About this task: Out of the material that follows, write out exactly the lines from the line with "each like (666,146)." to the line with "each like (854,459).", both ends included, and no others.

(Records for processing)

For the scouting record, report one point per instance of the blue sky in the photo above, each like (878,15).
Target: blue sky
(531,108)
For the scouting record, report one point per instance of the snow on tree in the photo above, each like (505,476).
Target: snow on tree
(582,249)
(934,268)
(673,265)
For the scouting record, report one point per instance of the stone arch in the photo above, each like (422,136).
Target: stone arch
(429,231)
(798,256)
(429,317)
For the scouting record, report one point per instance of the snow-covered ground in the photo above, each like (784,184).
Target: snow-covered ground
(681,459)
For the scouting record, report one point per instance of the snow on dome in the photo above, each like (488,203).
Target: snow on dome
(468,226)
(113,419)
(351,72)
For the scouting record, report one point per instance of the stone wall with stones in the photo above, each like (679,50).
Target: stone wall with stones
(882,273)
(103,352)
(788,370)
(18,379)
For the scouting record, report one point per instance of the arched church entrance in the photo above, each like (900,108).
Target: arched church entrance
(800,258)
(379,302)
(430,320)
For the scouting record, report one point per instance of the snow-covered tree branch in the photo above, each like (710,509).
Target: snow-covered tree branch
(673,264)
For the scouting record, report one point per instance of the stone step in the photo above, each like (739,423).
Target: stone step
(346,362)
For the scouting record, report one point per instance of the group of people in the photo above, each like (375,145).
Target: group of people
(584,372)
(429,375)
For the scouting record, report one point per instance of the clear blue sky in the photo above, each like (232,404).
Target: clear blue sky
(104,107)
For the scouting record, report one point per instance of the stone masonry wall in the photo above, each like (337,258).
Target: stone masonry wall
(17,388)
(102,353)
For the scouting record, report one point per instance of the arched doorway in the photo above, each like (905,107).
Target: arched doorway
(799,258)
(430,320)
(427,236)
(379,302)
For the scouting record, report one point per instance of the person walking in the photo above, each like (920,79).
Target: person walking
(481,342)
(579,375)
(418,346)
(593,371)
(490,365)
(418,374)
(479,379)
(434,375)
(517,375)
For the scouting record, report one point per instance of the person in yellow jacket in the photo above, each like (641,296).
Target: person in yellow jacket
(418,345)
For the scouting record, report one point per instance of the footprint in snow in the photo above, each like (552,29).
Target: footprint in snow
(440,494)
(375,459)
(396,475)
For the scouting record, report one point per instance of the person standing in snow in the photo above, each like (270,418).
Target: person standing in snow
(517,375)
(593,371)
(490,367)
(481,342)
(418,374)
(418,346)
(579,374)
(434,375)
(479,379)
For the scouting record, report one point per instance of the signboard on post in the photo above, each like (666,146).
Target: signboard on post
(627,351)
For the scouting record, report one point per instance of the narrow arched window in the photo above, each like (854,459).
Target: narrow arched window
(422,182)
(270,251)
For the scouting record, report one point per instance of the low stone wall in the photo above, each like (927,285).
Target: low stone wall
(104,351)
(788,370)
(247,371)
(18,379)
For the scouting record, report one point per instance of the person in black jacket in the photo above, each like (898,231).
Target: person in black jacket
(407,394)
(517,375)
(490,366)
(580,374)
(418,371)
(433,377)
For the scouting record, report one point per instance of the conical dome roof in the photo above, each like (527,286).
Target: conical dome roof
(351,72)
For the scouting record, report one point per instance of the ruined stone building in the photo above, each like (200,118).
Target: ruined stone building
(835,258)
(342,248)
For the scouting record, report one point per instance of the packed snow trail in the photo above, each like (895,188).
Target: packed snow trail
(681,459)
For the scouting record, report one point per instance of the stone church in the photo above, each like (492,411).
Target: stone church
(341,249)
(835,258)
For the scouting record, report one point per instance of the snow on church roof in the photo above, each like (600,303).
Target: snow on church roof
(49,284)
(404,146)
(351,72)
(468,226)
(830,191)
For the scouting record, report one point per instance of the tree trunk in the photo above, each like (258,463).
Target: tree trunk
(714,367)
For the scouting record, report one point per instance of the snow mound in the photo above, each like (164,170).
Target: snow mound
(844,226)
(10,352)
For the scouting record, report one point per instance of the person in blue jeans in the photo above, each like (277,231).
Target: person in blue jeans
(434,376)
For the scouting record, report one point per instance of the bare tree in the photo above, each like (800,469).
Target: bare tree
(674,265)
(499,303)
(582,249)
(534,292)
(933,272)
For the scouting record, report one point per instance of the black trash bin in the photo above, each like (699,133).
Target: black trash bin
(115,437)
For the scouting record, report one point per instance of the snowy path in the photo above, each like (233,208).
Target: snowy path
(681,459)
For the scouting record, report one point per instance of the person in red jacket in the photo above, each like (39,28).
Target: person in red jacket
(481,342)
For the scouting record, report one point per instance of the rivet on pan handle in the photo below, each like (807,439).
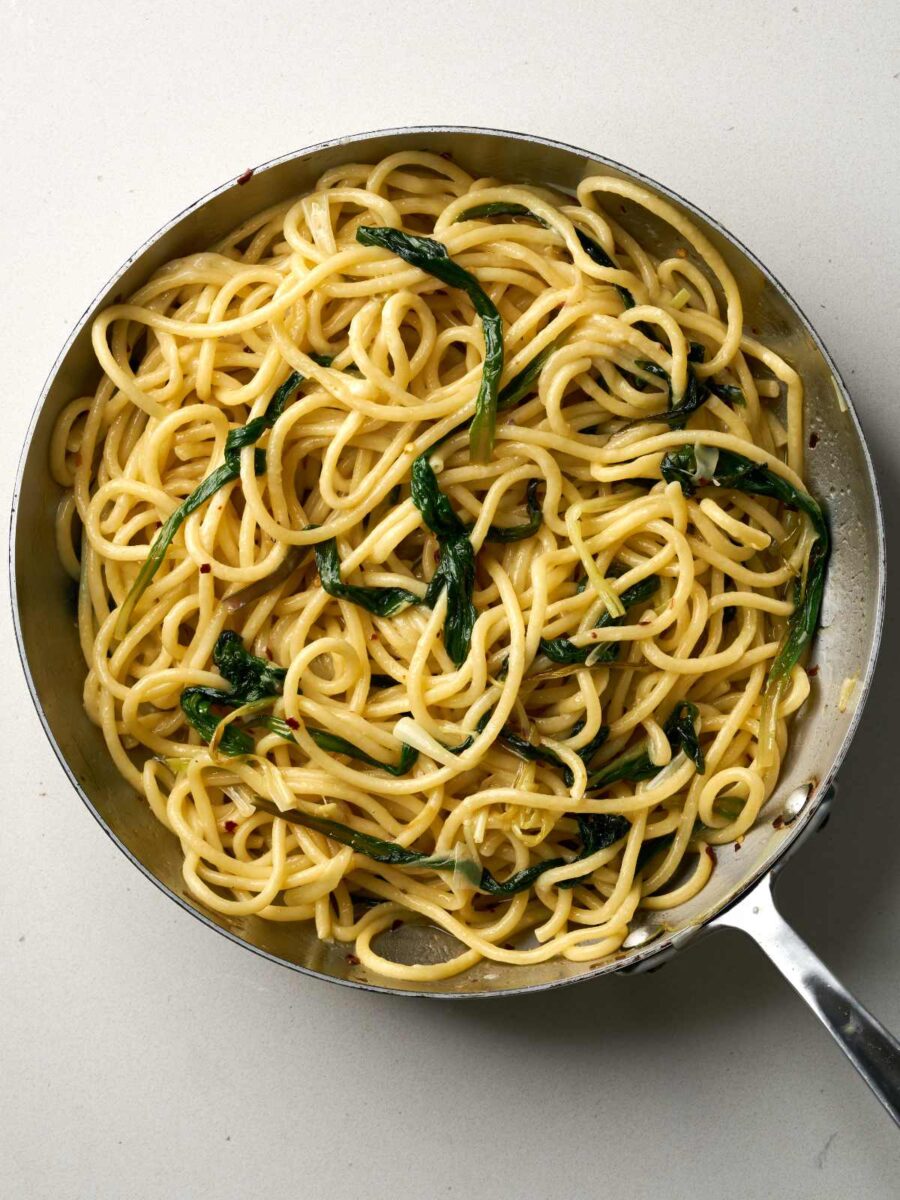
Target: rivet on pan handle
(873,1050)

(End Records for processing)

Result of this task:
For the scouting record, report one point per instance of the signboard on post in the photo above, each like (666,146).
Target: signboard on post
(627,351)
For the scouting record, report one point per instance of the narrow arched window in the photo above, each like (854,459).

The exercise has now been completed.